Work to complete: Write only the number of lines below in which "sleeve" occurs.

Start of Information supplied

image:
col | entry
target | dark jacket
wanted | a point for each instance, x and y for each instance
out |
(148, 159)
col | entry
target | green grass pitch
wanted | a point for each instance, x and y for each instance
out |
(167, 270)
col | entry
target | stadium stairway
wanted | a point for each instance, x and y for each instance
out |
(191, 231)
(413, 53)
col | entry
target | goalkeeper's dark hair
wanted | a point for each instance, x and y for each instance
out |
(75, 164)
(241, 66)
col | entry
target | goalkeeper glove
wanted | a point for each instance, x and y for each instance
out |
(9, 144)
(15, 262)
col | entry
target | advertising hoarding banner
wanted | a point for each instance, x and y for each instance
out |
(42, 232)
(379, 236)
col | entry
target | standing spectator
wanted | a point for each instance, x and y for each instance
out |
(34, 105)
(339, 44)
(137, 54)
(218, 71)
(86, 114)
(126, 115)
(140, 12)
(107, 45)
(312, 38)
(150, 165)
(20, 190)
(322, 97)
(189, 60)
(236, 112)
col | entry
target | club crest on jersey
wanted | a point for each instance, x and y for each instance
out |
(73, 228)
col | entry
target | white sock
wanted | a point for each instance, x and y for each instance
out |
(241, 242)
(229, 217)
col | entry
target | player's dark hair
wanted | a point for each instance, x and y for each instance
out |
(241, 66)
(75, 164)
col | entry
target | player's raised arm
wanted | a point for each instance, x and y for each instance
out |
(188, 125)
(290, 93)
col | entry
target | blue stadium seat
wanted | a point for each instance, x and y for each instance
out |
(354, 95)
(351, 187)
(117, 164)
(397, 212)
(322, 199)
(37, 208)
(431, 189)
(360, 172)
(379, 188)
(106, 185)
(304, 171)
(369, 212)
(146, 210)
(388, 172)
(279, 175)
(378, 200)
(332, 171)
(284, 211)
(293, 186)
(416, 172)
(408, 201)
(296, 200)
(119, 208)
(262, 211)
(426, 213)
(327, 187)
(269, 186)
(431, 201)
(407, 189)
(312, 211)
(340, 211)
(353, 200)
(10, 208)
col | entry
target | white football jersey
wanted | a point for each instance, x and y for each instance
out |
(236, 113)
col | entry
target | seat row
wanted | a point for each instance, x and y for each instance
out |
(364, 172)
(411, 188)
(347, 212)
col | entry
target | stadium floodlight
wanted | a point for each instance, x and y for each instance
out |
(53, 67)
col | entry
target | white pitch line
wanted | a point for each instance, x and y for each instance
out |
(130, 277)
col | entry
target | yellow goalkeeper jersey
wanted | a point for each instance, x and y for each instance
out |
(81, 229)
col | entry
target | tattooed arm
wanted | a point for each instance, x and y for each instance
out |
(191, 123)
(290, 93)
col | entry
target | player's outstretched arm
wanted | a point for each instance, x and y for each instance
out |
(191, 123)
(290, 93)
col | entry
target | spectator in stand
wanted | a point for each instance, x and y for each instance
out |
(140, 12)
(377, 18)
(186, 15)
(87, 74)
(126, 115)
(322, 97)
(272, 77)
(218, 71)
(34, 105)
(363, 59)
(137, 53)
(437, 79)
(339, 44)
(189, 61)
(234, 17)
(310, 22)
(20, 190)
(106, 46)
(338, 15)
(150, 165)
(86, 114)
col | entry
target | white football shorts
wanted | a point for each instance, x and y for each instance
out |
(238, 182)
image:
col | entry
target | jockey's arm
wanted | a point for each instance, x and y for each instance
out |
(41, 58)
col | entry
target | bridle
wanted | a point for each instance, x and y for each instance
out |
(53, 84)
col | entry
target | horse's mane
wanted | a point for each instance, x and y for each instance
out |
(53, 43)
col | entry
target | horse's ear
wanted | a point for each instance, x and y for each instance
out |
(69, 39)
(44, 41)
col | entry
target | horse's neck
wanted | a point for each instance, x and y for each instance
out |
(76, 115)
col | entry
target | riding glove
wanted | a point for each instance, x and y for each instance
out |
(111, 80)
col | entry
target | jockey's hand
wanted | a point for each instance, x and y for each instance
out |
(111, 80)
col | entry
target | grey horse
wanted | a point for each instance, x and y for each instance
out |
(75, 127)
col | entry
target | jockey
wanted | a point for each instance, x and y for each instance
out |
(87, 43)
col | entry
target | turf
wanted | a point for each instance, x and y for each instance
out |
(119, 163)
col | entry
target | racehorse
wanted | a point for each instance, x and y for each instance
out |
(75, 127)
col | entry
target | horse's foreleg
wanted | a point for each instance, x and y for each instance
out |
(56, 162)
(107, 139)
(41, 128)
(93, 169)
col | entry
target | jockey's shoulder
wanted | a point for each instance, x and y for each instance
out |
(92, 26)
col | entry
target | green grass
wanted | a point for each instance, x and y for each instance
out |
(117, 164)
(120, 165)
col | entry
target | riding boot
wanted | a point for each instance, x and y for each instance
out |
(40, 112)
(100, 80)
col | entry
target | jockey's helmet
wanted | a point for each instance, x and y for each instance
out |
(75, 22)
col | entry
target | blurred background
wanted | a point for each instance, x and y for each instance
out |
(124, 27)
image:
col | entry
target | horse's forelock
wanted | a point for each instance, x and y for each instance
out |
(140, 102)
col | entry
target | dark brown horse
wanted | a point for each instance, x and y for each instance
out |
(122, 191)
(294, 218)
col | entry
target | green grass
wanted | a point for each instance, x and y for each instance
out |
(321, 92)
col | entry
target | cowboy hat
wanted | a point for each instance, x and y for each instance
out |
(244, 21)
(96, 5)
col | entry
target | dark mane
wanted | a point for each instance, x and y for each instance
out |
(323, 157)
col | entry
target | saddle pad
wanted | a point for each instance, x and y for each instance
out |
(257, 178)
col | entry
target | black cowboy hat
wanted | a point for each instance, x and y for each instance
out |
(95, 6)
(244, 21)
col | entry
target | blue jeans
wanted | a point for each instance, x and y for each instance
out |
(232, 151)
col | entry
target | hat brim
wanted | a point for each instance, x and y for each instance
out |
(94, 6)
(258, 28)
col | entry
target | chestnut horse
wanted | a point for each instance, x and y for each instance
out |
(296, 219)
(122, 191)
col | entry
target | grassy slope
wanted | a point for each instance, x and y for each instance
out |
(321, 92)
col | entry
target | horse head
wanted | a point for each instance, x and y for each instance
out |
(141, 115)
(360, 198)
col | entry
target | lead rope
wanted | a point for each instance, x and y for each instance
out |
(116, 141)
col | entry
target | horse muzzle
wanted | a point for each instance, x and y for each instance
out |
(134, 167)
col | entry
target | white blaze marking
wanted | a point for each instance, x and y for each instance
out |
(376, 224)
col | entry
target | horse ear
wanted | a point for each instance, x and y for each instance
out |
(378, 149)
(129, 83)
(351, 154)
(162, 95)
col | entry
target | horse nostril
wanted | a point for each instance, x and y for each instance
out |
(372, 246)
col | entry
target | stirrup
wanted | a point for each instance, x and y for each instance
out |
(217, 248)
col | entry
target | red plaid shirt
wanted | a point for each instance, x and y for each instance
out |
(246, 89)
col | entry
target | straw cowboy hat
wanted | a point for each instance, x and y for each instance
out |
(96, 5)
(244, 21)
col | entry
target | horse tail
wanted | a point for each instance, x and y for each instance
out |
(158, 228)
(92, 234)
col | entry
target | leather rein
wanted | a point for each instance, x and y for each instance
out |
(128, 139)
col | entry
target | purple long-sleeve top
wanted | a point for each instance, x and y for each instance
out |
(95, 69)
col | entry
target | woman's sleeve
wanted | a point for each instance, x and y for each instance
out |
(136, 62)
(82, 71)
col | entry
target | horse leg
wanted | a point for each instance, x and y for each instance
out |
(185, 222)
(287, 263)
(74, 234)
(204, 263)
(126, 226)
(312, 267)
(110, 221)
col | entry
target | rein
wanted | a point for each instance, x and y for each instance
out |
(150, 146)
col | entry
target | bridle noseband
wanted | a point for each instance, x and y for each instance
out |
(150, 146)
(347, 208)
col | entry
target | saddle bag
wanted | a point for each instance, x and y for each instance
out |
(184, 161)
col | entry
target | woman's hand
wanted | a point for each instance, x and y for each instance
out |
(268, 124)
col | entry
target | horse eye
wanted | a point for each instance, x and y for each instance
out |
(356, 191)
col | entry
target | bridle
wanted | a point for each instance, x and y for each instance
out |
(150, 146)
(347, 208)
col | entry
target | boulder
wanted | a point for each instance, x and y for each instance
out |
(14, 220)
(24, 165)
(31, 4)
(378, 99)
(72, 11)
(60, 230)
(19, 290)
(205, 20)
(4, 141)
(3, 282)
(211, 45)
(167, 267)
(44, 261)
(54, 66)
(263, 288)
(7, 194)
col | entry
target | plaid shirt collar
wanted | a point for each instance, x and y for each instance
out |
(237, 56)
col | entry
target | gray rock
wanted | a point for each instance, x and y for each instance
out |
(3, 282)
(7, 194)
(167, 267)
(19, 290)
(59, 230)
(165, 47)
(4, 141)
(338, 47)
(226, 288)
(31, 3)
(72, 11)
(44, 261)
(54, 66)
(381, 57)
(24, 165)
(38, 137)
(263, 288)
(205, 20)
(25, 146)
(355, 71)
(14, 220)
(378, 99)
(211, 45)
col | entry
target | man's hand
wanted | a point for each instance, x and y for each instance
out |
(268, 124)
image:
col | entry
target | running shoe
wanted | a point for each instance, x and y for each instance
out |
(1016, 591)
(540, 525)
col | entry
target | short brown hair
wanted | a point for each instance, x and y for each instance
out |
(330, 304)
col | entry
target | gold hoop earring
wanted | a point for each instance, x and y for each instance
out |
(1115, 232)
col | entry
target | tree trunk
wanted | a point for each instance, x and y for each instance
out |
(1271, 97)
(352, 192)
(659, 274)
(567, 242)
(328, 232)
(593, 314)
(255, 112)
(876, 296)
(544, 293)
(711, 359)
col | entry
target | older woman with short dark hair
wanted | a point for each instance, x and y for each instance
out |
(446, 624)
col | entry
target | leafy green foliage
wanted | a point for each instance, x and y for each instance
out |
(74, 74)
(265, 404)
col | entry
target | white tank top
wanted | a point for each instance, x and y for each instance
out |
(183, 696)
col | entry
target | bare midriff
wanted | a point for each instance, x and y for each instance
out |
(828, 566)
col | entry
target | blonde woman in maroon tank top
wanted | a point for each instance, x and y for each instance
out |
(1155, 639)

End of Information supplied

Output for this exercise: 2